## WHAT YOU HAVE TO DO
Gather every line of the material below that contains the string "front", matching its case.

*** ITEMS

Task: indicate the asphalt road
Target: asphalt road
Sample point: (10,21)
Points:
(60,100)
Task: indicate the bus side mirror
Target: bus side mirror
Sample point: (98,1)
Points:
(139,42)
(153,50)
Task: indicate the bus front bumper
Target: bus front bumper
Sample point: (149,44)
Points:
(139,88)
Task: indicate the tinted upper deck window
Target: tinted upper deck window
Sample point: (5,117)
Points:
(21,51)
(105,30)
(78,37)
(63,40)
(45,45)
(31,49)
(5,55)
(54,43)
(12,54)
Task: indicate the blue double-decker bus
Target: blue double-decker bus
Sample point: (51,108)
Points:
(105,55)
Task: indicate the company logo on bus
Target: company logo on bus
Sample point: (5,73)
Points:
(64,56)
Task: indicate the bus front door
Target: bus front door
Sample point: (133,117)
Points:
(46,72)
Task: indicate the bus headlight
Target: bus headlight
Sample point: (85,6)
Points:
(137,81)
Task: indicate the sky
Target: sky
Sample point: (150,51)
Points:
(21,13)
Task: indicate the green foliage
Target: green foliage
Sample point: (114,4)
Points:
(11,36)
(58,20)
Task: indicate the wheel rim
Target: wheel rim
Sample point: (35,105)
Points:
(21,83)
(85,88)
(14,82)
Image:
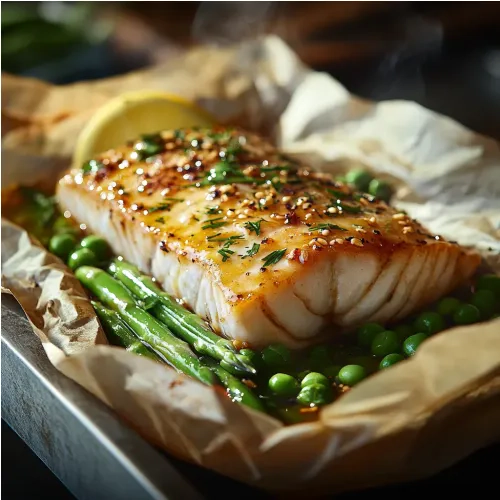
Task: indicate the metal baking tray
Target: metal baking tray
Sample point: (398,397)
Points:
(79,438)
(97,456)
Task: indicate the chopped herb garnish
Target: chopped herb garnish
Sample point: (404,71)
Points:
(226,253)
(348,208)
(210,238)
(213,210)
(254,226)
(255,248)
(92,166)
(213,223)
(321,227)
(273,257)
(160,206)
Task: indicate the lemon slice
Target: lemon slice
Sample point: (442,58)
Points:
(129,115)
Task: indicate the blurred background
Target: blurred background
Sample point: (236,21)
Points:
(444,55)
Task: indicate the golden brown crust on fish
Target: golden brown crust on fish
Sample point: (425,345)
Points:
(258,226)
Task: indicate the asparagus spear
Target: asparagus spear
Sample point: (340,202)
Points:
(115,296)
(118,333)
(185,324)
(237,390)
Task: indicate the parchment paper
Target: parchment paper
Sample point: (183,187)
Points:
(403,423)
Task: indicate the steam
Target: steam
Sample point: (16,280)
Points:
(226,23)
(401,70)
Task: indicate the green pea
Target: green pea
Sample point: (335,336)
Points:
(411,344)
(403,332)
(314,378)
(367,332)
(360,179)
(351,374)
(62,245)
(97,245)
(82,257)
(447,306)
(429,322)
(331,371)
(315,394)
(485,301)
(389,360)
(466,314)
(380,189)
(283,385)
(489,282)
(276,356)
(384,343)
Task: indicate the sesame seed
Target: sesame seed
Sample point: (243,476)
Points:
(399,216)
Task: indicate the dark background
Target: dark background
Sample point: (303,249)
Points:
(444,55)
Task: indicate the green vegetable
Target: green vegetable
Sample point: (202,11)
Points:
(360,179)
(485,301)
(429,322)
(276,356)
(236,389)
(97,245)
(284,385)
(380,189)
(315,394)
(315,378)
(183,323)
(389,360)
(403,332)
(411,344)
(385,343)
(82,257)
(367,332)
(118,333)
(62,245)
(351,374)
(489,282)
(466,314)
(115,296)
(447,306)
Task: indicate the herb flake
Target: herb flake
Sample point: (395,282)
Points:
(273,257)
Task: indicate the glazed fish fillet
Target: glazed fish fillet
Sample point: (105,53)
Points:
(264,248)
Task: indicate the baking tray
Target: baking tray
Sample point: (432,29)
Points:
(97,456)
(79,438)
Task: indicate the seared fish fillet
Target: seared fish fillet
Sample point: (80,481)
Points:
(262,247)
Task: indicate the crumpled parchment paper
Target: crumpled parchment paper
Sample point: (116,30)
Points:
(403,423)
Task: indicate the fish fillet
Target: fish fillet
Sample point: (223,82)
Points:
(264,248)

******
*** ITEMS

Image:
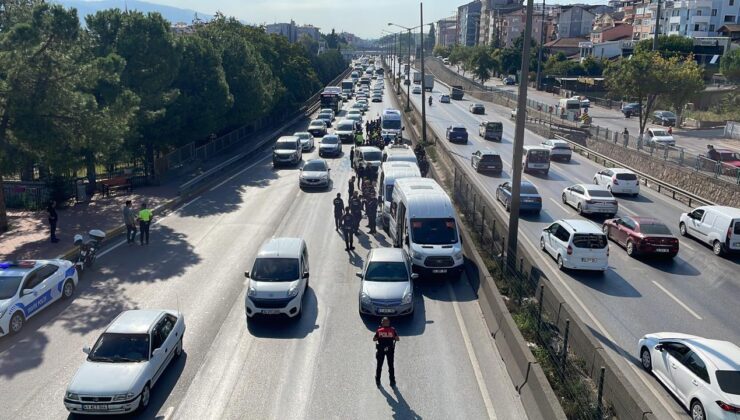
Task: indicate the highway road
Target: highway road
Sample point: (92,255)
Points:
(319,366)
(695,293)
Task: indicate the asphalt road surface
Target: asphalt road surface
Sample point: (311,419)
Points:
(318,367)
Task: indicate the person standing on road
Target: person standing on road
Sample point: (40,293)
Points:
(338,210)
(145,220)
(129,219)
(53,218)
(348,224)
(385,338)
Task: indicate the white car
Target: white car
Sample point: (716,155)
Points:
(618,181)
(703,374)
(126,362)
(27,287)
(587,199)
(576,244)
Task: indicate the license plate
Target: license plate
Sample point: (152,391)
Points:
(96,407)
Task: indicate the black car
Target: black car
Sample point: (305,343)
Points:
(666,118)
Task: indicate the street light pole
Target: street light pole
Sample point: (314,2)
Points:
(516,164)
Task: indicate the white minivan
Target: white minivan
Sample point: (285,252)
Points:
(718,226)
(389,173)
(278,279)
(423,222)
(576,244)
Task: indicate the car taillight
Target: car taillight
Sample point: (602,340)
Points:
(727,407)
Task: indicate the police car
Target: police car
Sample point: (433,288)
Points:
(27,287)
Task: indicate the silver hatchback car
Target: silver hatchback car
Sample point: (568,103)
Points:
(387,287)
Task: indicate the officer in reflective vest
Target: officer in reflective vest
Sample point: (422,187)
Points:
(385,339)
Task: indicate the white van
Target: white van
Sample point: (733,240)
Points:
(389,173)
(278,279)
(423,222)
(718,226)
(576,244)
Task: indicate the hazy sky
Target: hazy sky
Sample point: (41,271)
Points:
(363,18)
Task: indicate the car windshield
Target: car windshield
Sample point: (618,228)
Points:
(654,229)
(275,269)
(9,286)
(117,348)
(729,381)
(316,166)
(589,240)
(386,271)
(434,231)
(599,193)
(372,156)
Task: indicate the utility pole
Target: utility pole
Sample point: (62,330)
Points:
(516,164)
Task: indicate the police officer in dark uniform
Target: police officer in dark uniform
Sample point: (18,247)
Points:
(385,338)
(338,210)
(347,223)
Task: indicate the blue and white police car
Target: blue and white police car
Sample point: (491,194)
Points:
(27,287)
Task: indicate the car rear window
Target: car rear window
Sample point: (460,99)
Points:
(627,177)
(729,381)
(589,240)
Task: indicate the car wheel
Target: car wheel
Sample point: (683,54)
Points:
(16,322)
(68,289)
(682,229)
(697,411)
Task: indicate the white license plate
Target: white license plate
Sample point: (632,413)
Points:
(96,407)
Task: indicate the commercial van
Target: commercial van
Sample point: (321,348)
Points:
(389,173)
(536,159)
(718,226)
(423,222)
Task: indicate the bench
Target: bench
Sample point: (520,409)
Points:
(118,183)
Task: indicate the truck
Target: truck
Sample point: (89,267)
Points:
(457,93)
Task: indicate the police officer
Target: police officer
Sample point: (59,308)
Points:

******

## REPLY
Task: indicate the bus front bumper
Target: bus front bumper
Task: indicate the bus front door
Target: bus front door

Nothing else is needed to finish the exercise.